• EXERCISE AIM: Copy the part of the listing that opens with the line containing "Target: teeth" and closes with the listing's final line, keeping every line unchanged.
##############################
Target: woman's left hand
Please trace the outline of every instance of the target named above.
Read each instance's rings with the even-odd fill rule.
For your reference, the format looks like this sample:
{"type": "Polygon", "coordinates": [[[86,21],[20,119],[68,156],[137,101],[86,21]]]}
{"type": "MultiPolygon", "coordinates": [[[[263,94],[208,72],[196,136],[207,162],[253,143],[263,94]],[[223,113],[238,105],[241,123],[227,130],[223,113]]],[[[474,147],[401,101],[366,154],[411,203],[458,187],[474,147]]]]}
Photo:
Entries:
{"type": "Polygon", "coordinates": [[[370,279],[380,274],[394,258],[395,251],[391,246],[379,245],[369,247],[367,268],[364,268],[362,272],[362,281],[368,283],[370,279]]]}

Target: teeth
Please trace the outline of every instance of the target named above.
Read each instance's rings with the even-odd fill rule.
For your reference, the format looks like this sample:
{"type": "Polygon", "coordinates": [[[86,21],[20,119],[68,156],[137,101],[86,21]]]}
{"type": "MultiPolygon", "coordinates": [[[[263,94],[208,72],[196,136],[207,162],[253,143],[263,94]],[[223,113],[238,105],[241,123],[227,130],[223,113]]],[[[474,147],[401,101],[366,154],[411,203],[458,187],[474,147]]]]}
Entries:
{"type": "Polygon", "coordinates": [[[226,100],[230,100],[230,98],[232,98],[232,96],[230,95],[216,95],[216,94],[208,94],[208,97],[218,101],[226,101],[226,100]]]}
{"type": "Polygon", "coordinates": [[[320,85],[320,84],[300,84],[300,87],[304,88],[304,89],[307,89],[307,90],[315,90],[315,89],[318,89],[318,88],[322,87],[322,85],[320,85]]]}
##############################
• CORRECT ANSWER:
Target: teeth
Please trace the outline of every instance of the target named above.
Read each instance's rings with the even-odd fill rule.
For your reference, the format looks like this sample:
{"type": "Polygon", "coordinates": [[[86,21],[20,119],[68,156],[137,101],[86,21]]]}
{"type": "MultiPolygon", "coordinates": [[[[263,94],[208,72],[196,136],[207,162],[253,143],[263,94]],[[223,113],[238,105],[241,123],[227,130],[223,113]]],[[[474,147],[401,101],[366,154],[411,203],[458,187],[474,147]]]]}
Entries:
{"type": "Polygon", "coordinates": [[[226,100],[230,100],[230,98],[232,98],[232,96],[230,95],[216,95],[216,94],[208,94],[208,97],[218,101],[226,101],[226,100]]]}
{"type": "Polygon", "coordinates": [[[320,85],[320,84],[300,84],[300,87],[304,88],[304,89],[307,89],[307,90],[315,90],[315,89],[318,89],[318,88],[322,87],[322,85],[320,85]]]}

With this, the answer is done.